*Supplied data*.
_ _ _

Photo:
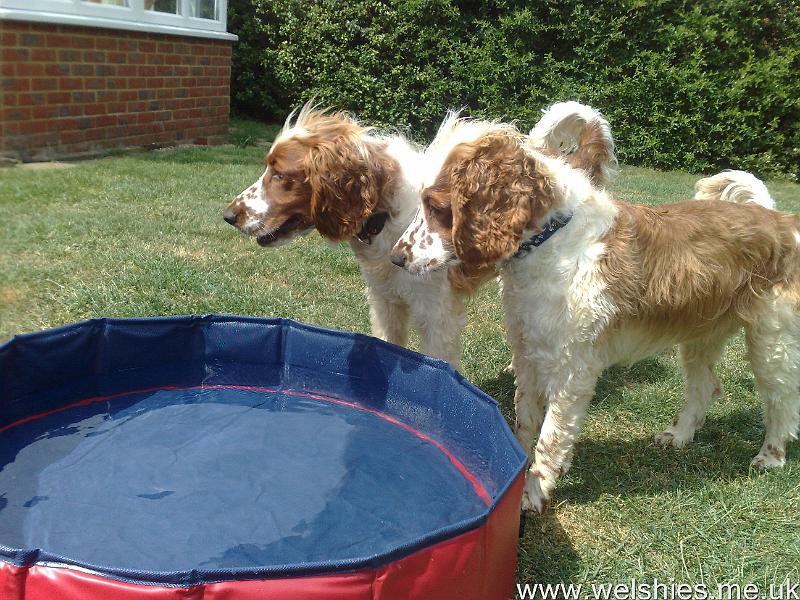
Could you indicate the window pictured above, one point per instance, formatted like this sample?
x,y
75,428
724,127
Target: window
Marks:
x,y
168,6
203,18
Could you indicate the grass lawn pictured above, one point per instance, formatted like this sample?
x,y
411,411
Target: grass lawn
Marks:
x,y
143,235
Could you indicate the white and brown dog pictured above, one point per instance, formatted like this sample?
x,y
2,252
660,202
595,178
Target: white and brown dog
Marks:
x,y
588,282
327,171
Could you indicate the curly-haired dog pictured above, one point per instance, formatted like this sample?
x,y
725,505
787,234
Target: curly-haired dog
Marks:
x,y
590,282
327,171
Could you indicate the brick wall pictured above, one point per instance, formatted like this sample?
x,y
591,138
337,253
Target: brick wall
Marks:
x,y
68,91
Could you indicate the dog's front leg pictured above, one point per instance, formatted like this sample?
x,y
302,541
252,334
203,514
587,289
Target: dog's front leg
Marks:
x,y
388,319
440,327
566,411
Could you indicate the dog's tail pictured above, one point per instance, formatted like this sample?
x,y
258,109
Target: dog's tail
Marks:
x,y
582,135
734,186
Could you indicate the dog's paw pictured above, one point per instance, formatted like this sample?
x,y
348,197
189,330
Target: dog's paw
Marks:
x,y
668,439
769,458
533,499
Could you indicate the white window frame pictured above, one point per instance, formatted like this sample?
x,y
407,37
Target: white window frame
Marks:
x,y
133,17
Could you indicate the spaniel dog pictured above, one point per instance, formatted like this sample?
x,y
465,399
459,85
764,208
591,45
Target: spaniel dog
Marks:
x,y
588,282
734,186
327,171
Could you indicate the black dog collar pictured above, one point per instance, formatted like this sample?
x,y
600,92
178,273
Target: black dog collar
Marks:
x,y
540,238
372,227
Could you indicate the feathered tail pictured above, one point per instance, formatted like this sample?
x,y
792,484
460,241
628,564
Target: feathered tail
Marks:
x,y
734,186
581,135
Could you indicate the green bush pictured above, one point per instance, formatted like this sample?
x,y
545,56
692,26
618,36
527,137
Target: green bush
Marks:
x,y
685,84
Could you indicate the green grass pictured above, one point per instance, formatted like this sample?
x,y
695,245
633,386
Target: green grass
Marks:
x,y
143,235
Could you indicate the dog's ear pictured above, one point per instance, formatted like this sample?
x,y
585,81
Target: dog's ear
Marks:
x,y
498,192
345,185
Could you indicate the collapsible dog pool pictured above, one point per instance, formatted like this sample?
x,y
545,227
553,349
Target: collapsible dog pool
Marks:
x,y
240,458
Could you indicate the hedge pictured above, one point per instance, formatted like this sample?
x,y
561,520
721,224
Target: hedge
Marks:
x,y
691,85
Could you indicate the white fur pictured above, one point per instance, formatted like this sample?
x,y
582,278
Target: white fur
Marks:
x,y
734,186
558,311
395,296
560,129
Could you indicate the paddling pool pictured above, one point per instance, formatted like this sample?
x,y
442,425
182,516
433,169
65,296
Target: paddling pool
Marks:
x,y
242,458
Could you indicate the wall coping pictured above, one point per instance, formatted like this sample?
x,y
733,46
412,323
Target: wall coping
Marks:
x,y
37,16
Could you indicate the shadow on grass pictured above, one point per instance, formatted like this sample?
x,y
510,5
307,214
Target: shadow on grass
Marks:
x,y
216,155
722,450
648,371
546,554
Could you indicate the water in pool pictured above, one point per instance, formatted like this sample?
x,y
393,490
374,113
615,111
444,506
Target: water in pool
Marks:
x,y
222,478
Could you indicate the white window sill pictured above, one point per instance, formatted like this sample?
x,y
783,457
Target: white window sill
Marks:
x,y
17,14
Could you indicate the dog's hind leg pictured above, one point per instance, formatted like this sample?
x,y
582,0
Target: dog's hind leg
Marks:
x,y
773,343
529,406
566,411
702,386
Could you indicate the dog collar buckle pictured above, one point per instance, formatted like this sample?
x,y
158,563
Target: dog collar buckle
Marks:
x,y
540,238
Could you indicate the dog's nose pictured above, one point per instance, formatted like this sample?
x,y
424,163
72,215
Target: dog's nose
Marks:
x,y
229,216
399,259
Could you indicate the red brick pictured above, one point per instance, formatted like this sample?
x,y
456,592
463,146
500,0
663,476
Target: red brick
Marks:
x,y
94,56
94,109
81,70
15,54
106,120
105,43
70,83
58,41
94,83
33,127
58,97
69,55
45,112
43,54
82,42
31,99
67,124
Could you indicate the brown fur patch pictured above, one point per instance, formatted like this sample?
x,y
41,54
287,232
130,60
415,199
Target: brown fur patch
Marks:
x,y
349,177
327,174
494,191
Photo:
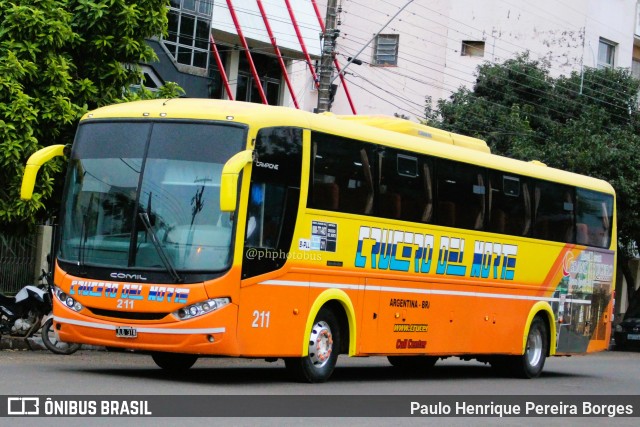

_ _ _

*Exercise objective*.
The lines from the one containing "Could you indicate the dog's nose" up to and including the last line of the material above are to be given again exactly; any pictures are dropped.

*Exercise answer*.
Could you indicate the dog's nose pictured above, one point per instance, formatted like this sample?
x,y
424,163
72,215
Target: dog's nose
Marks:
x,y
229,216
399,259
Could you indicate the red brick pictured above, one point per instance, formatted like this sample?
x,y
456,592
463,146
500,0
663,476
Target: red brick
Marks:
x,y
94,56
94,109
81,70
15,54
106,120
105,43
70,83
58,41
94,83
33,127
58,97
69,55
45,112
43,54
82,42
31,99
67,124
Could you indicate the brown fur patch pictured above, one point per instance, formatted like this sample?
x,y
41,54
287,232
130,60
415,199
Target: brown fur patch
Marks:
x,y
349,177
327,174
494,191
Photo:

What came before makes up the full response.